Auf dem Bischofsstuhl kommt die Rührung
Endlich darf Bertram Meier als neuer Oberhirte das Bistum Augsburg führen. Trotz Corona-Auflagen wird seine Bischofsweihe im Augsburger Dom als frohes Fest gefeiert. Und Ministerpräsident Söder dankt ihm für geduldiges Warten
Augsburg Am Tag darauf fühlt sich das Bischofsein schon fast normal an. Wie der Fisch im Wasser bewegt sich Bertram Meier, der neue Augsburger Oberhirte, am Sonntag beim Patrozinium in der Wallfahrtskirche Herrgottsruh in Friedberg. Monate vorher, ohne Corona, war der Termin vereinbart worden. Jetzt sei es für ihn eine Dankwallfahrt für seine Bischofsweihe, sagt Meier. Außerdem steigen ihm Erinnerungen auf, wie er in seiner Jugend extra schulfrei bekam, um bei der traditionellen Wallfahrt der Kauferinger nach Herrgottsruh zu ministrieren. „So schließen sich Kreise“, sinniert er.

* **ZIEL DER ÜBUNG**:
Übertrage aus dem Artikel über die Augsburger Bischofsweihe den Satz „Trotz Corona-Auflagen wird seine Bischofsweihe im Augsburger Dom als frohes Fest gefeiert.“ ins Englische. Die Einträge werden für die Bearbeitung nicht gebraucht.

* **BEREITGESTELLTE DATEN**:
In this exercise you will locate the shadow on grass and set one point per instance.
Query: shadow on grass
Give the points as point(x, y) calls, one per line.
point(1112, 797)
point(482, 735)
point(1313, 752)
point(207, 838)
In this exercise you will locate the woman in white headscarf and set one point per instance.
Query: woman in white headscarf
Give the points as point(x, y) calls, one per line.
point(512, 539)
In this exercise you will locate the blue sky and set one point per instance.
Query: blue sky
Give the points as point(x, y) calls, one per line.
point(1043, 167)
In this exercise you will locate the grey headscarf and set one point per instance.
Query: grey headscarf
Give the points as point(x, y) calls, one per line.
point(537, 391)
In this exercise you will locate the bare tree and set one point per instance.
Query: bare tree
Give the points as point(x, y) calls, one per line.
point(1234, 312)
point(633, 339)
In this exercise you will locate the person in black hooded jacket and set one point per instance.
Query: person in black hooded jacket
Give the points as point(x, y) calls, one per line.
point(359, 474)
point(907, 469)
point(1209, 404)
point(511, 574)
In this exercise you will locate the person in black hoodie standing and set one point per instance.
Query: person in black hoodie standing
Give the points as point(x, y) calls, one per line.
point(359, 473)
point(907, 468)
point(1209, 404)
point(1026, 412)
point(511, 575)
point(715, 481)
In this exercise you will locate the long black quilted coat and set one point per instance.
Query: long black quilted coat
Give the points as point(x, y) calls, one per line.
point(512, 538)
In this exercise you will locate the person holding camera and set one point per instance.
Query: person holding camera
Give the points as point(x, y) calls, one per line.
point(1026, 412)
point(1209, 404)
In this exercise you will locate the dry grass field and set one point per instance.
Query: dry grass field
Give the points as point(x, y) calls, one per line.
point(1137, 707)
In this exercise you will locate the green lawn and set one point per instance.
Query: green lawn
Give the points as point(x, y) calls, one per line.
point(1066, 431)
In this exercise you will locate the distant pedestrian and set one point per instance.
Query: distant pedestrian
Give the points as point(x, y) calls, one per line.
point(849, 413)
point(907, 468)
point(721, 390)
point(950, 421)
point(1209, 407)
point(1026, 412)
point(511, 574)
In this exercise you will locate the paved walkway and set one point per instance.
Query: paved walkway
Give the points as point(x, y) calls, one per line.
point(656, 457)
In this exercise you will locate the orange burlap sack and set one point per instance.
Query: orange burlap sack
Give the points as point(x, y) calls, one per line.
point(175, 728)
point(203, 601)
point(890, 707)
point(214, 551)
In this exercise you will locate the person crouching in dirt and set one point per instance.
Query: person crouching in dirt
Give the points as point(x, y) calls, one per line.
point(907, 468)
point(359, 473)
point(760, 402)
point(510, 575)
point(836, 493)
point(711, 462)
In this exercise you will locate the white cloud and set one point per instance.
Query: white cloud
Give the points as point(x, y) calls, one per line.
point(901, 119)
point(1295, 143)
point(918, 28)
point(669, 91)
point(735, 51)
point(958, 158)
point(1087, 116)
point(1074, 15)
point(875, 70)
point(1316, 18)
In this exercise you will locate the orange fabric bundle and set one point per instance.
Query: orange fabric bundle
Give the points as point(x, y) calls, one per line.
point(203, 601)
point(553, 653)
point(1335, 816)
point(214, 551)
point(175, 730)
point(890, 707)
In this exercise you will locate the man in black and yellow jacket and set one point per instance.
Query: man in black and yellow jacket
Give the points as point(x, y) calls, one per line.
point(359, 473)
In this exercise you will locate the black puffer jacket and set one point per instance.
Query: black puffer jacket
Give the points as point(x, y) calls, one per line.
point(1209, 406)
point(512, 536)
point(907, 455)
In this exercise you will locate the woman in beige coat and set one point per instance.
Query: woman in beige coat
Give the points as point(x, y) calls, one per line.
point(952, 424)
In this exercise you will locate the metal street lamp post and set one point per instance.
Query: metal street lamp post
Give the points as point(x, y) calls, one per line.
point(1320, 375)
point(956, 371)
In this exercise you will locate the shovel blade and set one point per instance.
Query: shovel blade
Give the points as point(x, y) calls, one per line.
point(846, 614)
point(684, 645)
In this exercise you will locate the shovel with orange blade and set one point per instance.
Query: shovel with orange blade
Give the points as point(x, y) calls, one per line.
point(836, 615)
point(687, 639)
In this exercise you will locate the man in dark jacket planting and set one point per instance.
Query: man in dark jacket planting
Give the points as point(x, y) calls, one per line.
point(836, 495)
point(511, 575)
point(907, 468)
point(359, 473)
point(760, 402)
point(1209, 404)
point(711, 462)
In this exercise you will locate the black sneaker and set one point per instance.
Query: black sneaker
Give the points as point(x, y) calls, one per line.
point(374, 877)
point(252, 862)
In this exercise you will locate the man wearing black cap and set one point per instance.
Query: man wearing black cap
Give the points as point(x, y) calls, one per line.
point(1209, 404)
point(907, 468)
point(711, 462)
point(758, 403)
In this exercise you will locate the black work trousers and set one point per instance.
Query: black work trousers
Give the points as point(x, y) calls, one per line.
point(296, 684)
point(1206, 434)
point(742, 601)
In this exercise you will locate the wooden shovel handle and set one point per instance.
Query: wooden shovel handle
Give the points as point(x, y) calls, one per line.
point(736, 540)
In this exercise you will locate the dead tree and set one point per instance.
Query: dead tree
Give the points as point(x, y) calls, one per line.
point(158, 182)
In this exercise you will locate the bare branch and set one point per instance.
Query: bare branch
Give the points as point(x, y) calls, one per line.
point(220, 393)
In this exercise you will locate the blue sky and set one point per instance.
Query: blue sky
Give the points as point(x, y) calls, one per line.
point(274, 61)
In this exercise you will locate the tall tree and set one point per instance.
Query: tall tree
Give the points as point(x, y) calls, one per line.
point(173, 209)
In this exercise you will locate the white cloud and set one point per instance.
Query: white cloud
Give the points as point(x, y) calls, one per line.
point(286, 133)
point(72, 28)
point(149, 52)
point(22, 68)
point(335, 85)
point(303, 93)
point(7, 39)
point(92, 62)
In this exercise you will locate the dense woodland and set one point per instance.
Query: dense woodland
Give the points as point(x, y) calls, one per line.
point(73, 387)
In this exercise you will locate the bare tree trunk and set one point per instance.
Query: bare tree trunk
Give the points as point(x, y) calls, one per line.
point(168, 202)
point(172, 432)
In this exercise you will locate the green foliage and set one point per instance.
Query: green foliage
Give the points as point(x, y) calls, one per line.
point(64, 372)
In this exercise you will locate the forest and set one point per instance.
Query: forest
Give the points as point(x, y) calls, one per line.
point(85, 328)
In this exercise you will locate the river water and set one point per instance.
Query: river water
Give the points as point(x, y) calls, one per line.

* **GELÖSTE AUFGABE**:
Despite COVID-19 restrictions, his episcopal consecration in Augsburg Cathedral is celebrated as a joyful festival.